▶ _Text provided_
The animalistic and primitive fight-or-flight response traditionally is a stress-induced reaction typically sparked by threats. However, in today’s culture, the fight-or-flight response is initiated by everyday stressors, and experts say that’s harmful and unnecessary.
“In that state of fight-or-flight, people are constantly beating up their bodies, and really you’re not going to die if you get a bad grade,” Director for Graduate Wellness Matt Helm said.
“Most people are in this kind of survival, and they’re taking on an anxiety of a physical stressor like something’s going to kill them.”
Graduate Wellness is an initiative Helm started two years ago with the help of many other university programs’ collaboration.
The initiative’s workshops and programs deal with graduate students in particular, but the advice they have can be universally used.
Helm said there are two major ways to combat stress-induced fight-or-flight and create a better well-being — through coping or through relaxation.
Coping is used to increase the awareness of stress, enabling you to work toward a peaceful resolution, Helm said.
Lisa Davidson, a consultant and coach for the MSU Health4U program called Emotional Wellness, said one way to cope with stress is to realize that it is fueled by the mind and not the circumstance.
“My stress in the moment isn’t because I have a flat tire, but it’s because of the thoughts that I’m having right now about the fact that I have a flat tire,” she said. “We actually create our stress from the inside out.”
Davidson said that thinking out the situation can calm the stress.
“Instead of responding to the circumstance of either fight-or-flight, you could actually respond to it with common sense, wisdom, grace and effectiveness,” she said.
In addition to this stress-recognition technique, Helm said other ways to cope with stress include humor, communication and time management.
As for relaxation, Helm said there are two different techniques that include simply slowing down, or the exact opposite — exercising.
Both techniques attempt to return your body to homeostasis, which Helm said is the natural state of our bodies.
While slowing down is possibly the first step in relaxation, Helm said exercise is equally important because it lets go of anxiety.
Helm said that exercise also can have an equally as powerful as many high-power antidepressant medications.
Biosystems engineering senior Aaron Work said exercise is his favorite way to de-stress.
Work said that after running or going to the gym, he is able to relax easier.
All of these techniques, while useful for students, will remain helpful for the rest of students’ lives, Davidson said.
“Learning about this is important because no matter where you’re at, life is going to happen,” Davidson said. “There’s a never-ending supply (of) external circumstances that are going to happen to a person.”

▶ _Study questions_
A) Answer these questions from the article on stress:
(i) How long ago did Helm start Graduate Wellness?
(ii) What is the name of the MSU Health4U program for which Lisa Davidson is a consultant and coach?
(iii) What is Aaron Work's field of study and class year?
B) Copy the article on stress word for word between "The animalistic and" and "be universally used.", inclusive.
Nothing in the listing is needed here.

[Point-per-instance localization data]
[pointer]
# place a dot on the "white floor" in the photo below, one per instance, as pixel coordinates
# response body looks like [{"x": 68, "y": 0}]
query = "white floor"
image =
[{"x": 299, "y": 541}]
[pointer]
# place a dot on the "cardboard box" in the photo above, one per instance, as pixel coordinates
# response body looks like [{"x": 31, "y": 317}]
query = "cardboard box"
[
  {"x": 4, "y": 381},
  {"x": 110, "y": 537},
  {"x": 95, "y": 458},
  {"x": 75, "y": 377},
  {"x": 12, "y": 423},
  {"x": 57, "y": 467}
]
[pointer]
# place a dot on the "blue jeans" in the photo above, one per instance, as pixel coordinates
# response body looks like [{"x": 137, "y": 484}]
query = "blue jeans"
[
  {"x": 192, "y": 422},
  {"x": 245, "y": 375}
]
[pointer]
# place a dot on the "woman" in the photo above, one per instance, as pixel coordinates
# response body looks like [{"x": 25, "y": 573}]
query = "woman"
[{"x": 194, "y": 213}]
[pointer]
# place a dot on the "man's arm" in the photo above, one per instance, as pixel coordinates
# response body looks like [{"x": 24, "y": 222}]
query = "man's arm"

▶ _Answer set_
A)
(i) Two years ago.
(ii) Emotional Wellness.
(iii) He is a biosystems engineering senior.

B)
The animalistic and primitive fight-or-flight response traditionally is a stress-induced reaction typically sparked by threats. However, in today’s culture, the fight-or-flight response is initiated by everyday stressors, and experts say that’s harmful and unnecessary.
“In that state of fight-or-flight, people are constantly beating up their bodies, and really you’re not going to die if you get a bad grade,” Director for Graduate Wellness Matt Helm said.
“Most people are in this kind of survival, and they’re taking on an anxiety of a physical stressor like something’s going to kill them.”
Graduate Wellness is an initiative Helm started two years ago with the help of many other university programs’ collaboration.
The initiative’s workshops and programs deal with graduate students in particular, but the advice they have can be universally used.